__Instrucción dada 1__
Resume el párrafo del pasaje sobre la relación de causa y efecto que empieza con "Puede ser, por tanto", conservando sus hechos principales.
__Instrucción dada 2__
Sustituye "fuego" por "sol" y copia el fragmento del pasaje sobre la relación de causa y efecto que comienza en "Porque éstas son" y termina en "inferirse del otro.".

__Pasaje original__
Puede ser, por tanto, un tema digno de curiosidad investigar de
qué naturaleza es la evidencia que nos asegura cualquier
existencia real y cuestión de hecho, más
allá del testimonio actual de los sentidos, o de los
registros de
nuestra memoria. Esta
parte de la filosofía, como se puede observar, ha sido
poco cultivada por los antiguos y por los modernos y, por tanto,
todas nuestras dudas y errores, al realizar una
investigación tan importante, pueden ser aún
más excusables, en vista de que caminamos por senderos tan
difíciles sin guía ni dirección alguna. Incluso pueden resultar
útiles, por excitar la curiosidad o destruir aquella
seguridad y fe
implícitas que son la ruina de todo razonamiento e
investigación libre. El descubrimiento de defectos, si los
hubiera, en la filosofía común, no
resultaría, supongo, descorazonador, sino más bien
una incitación, como es habitual, a intentar algo
más completo y satisfactorio que lo que hasta ahora se ha
presentado al público.
Todos nuestros razonamientos acerca de cuestiones de hecho
parecen fundarse en la relación de causa y efecto. Tan
sólo por medio de esta relación podemos ir
más allá de la evidencia de nuestra memoria y
sentidos. Si se le preguntara a alguien por qué cree en
una cuestión de hecho cualquiera que no esté
presente —por ejemplo, que su amigo está en el campo
o en Francia—, daría una razón, y
ésta sería algún otro hecho, como una
carta recibida
de él, o el conocimiento de sus propósitos y
promesas previos. Un hombre que
encontrase un reloj o cualquier otra máquina en una isla
desierta sacaría la conclusión de que, en alguna
ocasión, hubo un hombre en
aquella isla. Todos nuestros razonamientos acerca de los hechos
son de la misma naturaleza. Y en ellos se supone constantemente
que hay una conexión entre el hecho presente y el que se
infiere de él. Si no hubiera nada que los uniera, la
inferencia sería totalmente precaria. Oír una voz
articulada y una conversación racional en la oscuridad,
nos asegura la presencia de alguien. ¿Por qué?
Porque éstas son efectos de producción y fabricación humanas,
estrechamente conectados con ellas. Si analizamos todos los
demás razonamientos de esta índole, encontraremos
que están fundados en la relación causa-efecto, y
que esta relación es próxima o remota, directa o
colateral. El calor y la
luz son
efectos colaterales del fuego y uno de los efectos puede
acertadamente inferirse del otro.
Así pues, si quisiéramos llegar a una
conclusión satisfactoria en cuanto a la naturaleza de
aquella evidencia que nos asegura de las cuestiones de hecho, nos
hemos de preguntar cómo llegamos al conocimiento de la
causa y del efecto.
Me permitiré afirmar, como proposición general que
no admite excepción, que el conocimiento de esta
relación en ningún caso se alcanza por
razonamientos a priori, sino que surge enteramente de la
experiencia, cuando encontramos que objetos particulares
cualesquiera están constantemente unidos entre sí.

__Material listado__

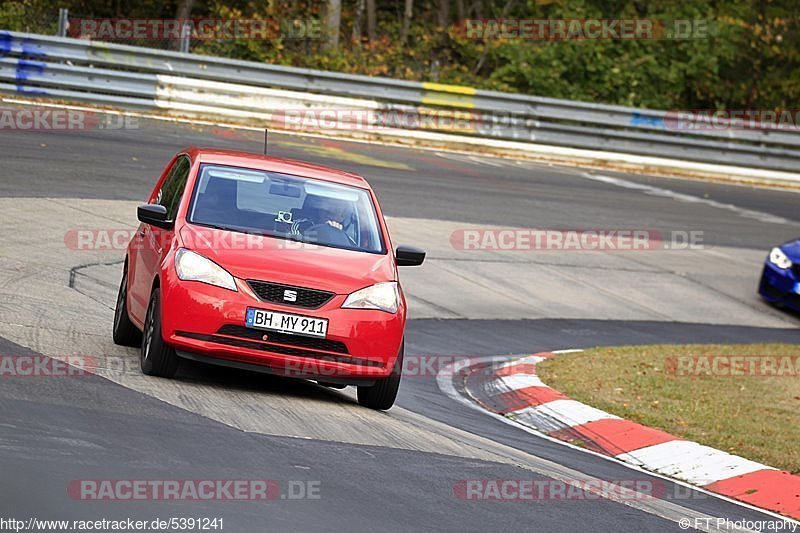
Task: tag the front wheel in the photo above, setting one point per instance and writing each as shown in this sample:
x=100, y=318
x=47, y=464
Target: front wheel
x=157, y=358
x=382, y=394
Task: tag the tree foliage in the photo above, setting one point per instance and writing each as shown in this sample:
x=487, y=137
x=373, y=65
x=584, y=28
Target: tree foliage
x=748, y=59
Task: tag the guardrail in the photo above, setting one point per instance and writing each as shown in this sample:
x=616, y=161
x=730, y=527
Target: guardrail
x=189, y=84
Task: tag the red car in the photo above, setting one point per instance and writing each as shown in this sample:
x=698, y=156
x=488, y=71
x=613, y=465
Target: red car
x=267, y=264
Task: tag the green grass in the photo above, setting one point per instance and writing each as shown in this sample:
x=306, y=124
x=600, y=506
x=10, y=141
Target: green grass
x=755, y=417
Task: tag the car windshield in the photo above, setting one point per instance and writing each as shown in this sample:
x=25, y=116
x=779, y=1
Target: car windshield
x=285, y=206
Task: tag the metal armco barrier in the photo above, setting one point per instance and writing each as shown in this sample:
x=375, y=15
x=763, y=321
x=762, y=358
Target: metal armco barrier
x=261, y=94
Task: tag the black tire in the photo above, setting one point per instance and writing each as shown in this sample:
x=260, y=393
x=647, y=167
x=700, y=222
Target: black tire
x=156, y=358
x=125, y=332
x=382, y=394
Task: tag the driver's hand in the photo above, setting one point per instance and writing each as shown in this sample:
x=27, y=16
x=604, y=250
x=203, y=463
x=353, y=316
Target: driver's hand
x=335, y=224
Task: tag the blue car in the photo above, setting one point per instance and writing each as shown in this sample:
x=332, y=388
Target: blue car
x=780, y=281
--
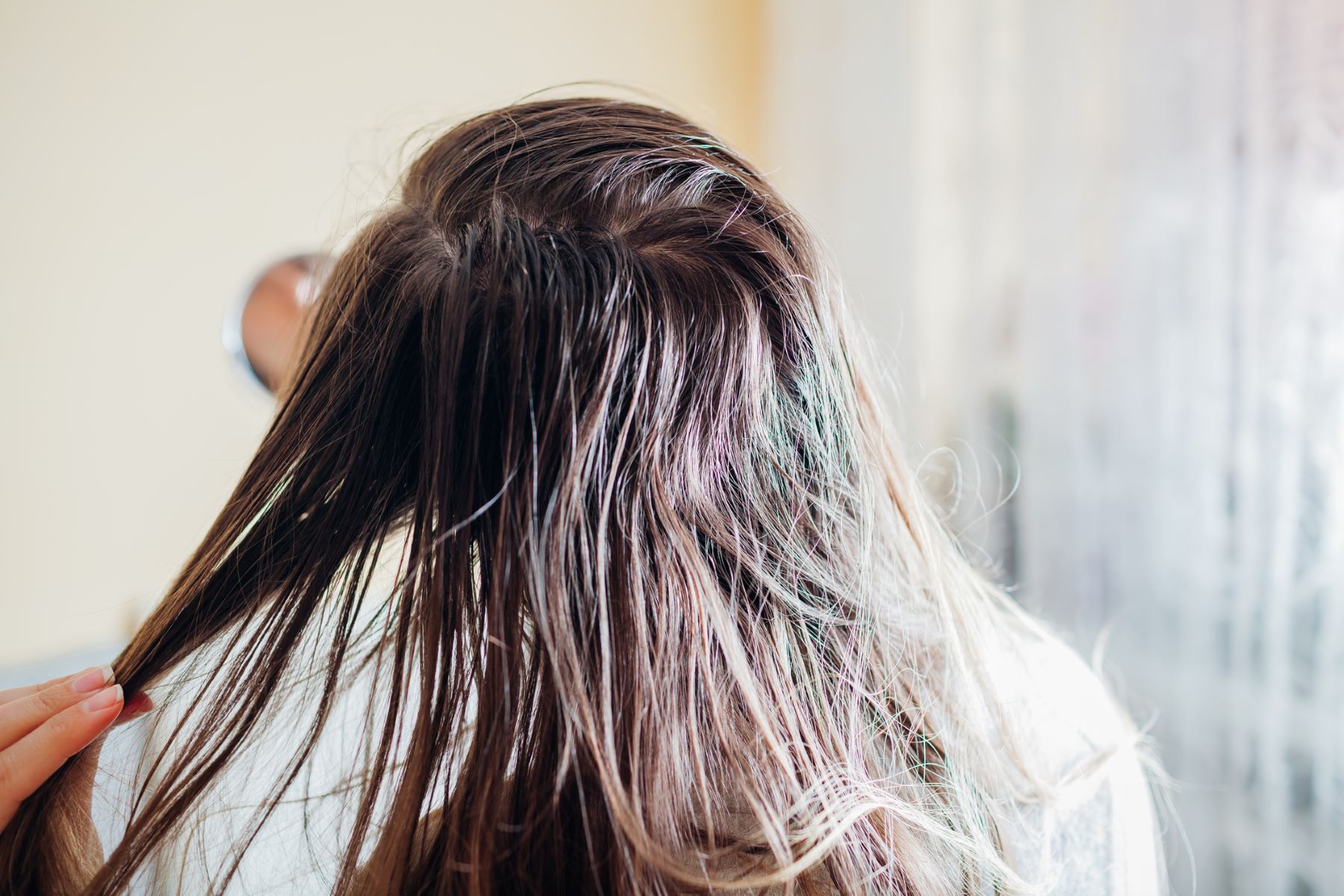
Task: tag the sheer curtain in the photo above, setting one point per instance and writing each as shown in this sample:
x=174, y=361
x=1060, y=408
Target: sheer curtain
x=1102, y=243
==
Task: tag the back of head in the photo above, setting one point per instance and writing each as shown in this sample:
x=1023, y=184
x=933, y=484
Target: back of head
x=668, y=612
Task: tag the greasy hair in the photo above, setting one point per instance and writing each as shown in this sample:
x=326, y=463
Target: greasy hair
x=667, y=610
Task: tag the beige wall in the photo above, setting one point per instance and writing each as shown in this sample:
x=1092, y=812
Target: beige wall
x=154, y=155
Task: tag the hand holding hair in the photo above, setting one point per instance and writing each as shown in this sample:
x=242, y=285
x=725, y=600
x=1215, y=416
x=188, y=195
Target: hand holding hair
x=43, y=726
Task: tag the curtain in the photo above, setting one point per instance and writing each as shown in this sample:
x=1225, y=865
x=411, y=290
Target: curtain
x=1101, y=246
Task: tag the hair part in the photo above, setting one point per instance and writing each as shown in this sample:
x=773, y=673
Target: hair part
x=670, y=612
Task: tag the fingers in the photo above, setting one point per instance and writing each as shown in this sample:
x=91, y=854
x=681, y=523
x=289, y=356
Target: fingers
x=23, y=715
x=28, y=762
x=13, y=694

__Resultado obtenido 1__
Vale la pena investigar qué clase de evidencia nos asegura una existencia real o una cuestión de hecho más allá de lo que atestiguan ahora los sentidos o registra la memoria. Antiguos y modernos apenas han cultivado esta parte de la filosofía, así que las dudas y errores al investigarla son más excusables, pues se avanza por caminos difíciles sin guía. Incluso pueden ser útiles al despertar la curiosidad o destruir la seguridad y la fe implícitas que arruinan todo razonamiento e investigación libre. Hallar defectos en la filosofía común no desanimaría, sino que incitaría a intentar algo más completo y satisfactorio que lo presentado hasta ahora.

__Resultado obtenido 2__
Porque éstas son efectos de producción y fabricación humanas,
estrechamente conectados con ellas. Si analizamos todos los
demás razonamientos de esta índole, encontraremos
que están fundados en la relación causa-efecto, y
que esta relación es próxima o remota, directa o
colateral. El calor y la
luz son
efectos colaterales del sol y uno de los efectos puede
acertadamente inferirse del otro.